>> begin THE DATA

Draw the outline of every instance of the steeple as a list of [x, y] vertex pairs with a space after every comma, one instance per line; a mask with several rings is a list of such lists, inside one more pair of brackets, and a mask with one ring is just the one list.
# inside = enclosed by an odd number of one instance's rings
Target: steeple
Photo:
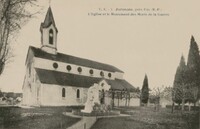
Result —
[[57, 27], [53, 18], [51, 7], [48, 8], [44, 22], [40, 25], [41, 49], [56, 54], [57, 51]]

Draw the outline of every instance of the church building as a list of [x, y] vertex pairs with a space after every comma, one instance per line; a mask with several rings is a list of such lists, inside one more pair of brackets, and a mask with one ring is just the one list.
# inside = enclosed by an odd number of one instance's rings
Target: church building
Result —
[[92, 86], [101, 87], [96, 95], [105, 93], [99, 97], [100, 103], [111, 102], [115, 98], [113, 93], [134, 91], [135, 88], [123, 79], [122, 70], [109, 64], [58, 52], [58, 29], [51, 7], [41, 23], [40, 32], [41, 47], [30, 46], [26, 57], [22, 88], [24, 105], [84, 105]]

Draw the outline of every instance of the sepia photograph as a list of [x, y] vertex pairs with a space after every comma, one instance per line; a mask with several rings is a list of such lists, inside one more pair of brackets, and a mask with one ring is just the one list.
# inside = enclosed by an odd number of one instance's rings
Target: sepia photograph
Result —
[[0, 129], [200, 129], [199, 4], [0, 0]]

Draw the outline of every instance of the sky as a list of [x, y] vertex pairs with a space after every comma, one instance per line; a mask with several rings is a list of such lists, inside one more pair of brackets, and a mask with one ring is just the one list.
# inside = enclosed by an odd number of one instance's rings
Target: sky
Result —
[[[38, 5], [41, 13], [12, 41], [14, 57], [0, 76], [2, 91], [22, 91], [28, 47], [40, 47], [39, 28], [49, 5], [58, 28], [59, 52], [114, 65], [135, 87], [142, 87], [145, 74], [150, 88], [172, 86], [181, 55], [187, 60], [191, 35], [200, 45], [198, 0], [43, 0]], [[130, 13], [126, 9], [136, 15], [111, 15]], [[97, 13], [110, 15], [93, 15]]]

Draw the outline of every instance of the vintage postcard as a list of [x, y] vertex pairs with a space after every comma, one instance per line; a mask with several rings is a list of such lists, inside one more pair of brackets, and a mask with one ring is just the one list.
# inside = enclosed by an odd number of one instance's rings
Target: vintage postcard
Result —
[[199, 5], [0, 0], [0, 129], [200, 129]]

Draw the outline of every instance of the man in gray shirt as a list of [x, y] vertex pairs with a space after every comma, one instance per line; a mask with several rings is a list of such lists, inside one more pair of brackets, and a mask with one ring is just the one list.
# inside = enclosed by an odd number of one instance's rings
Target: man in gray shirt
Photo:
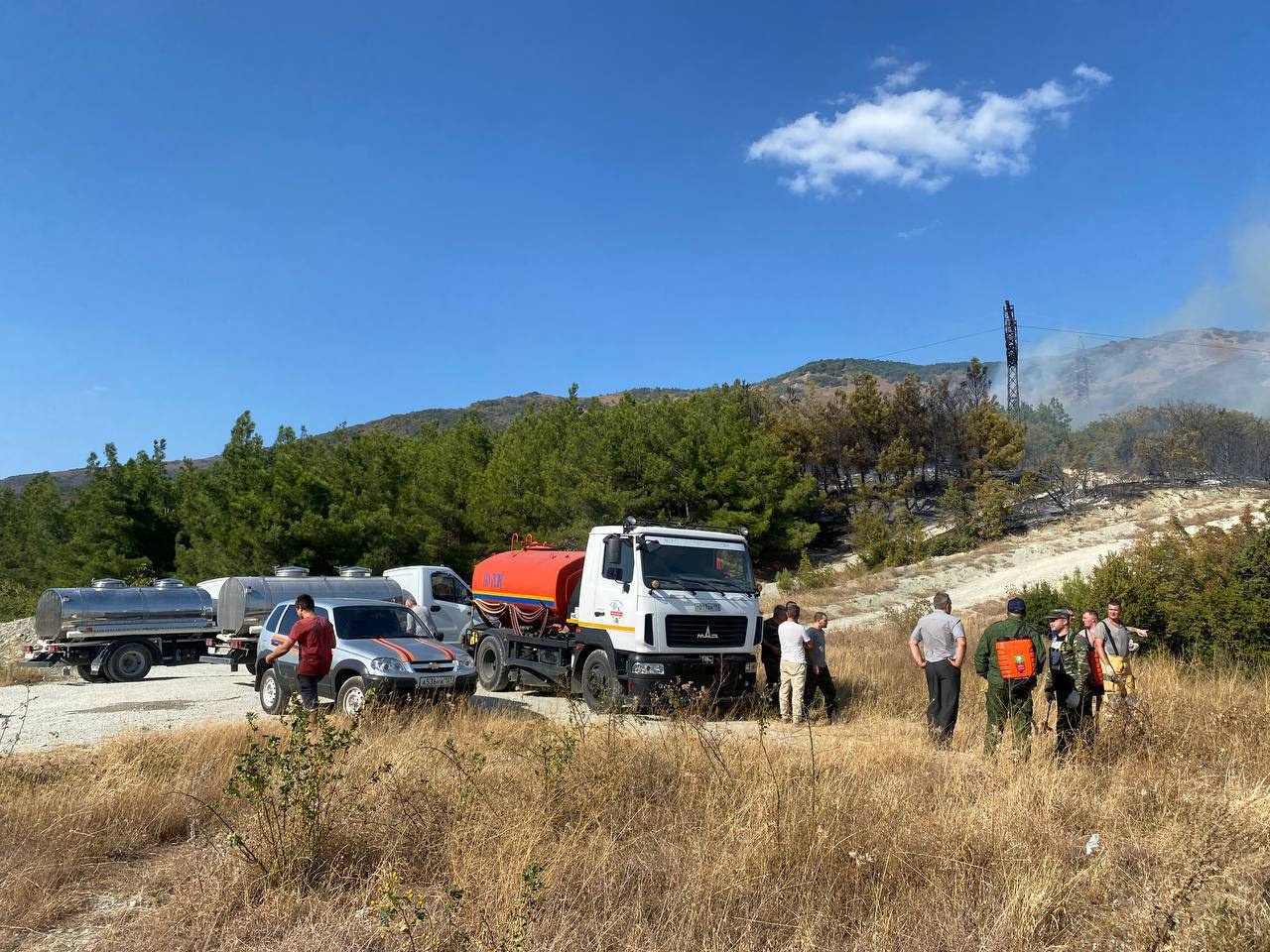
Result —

>> end THE DATA

§ **REQUIRED TASK**:
Please rewrite the listing above as a numbered list with one line per item, omitting the blank lines and the pictures.

§ **ANSWER IN FULL**:
1. Draw the outline of every instance of the steeple as a list of [x, y] vertex pairs with a space after every comma, one instance per line; a mask with several rings is a list of such lists, inside one more pair of brackets, and a mask with one ring is just the one list.
2. # inside = enclosed by an odd number of one instance's rings
3. Target: steeple
4. Photo:
5. Result —
6. [[57, 27], [53, 18], [51, 7], [48, 8], [44, 22], [40, 25], [41, 49], [56, 54], [57, 51]]
7. Draw the outline of every instance of the church building as a list of [x, y] vertex pairs with a space after every comma, one instance per line; a mask with several rings is a list of such lists, inside one more pair of brackets, and a mask with one ring is just the one list.
8. # inside = enclosed by an odd number of one instance's rings
9. Target: church building
10. Result —
11. [[92, 86], [101, 87], [96, 95], [105, 93], [99, 97], [100, 103], [111, 102], [115, 98], [113, 93], [134, 91], [135, 88], [123, 79], [122, 70], [109, 64], [58, 52], [58, 29], [51, 7], [41, 23], [40, 32], [41, 47], [30, 46], [26, 57], [22, 88], [24, 105], [84, 105]]
12. Draw the outline of every instance of the sepia photograph as a list of [x, y] vertex pairs with a space after every comma, one instance per line; a mask with several rings is a list of such lists, inside one more pair of brackets, and a mask with one ring is just the one list.
13. # inside = enclosed by an odd number of one instance's rings
14. Target: sepia photograph
15. Result —
16. [[0, 129], [200, 129], [199, 4], [0, 0]]
17. Draw the outline of every instance of the sky as a list of [x, y] vertex pairs with a space after every comma, one instance per line; a mask with several rings is a list of such lists, inside one more pair of brackets, and a mask with one ring is just the one list.
18. # inside = enclosed by an odd number of one instance's rings
19. Target: sky
20. Result —
21. [[[38, 5], [41, 13], [12, 41], [14, 57], [0, 76], [2, 91], [22, 91], [28, 47], [40, 47], [39, 28], [49, 5], [58, 28], [59, 52], [114, 65], [135, 87], [142, 87], [145, 74], [150, 88], [172, 86], [181, 55], [187, 60], [191, 35], [200, 45], [198, 0], [43, 0]], [[130, 13], [126, 9], [136, 15], [111, 15]], [[97, 13], [110, 15], [93, 15]]]
22. Draw the outline of every instance of the vintage postcard as a list of [x, y] vertex pairs with a space after every comma, one instance per line; a mask with several rings is a list of such lists, inside one more pair of brackets, and a mask with one ring is just the one list.
23. # inside = enclosed by an odd number of one instance's rings
24. Target: vintage postcard
25. Result —
26. [[199, 5], [0, 0], [0, 129], [200, 129]]
27. Draw the outline of every instance of the man in gray shirt as a list of [x, y] vertex pairs with a space after every comma, one instance per line; a mask with several rings is a list of such lists, inside one more pair of brackets, and a mask with one ring is just the one list.
28. # inside = enclosed by an odd number of one instance's rings
29. Target: man in gray shirt
30. Photo:
31. Result —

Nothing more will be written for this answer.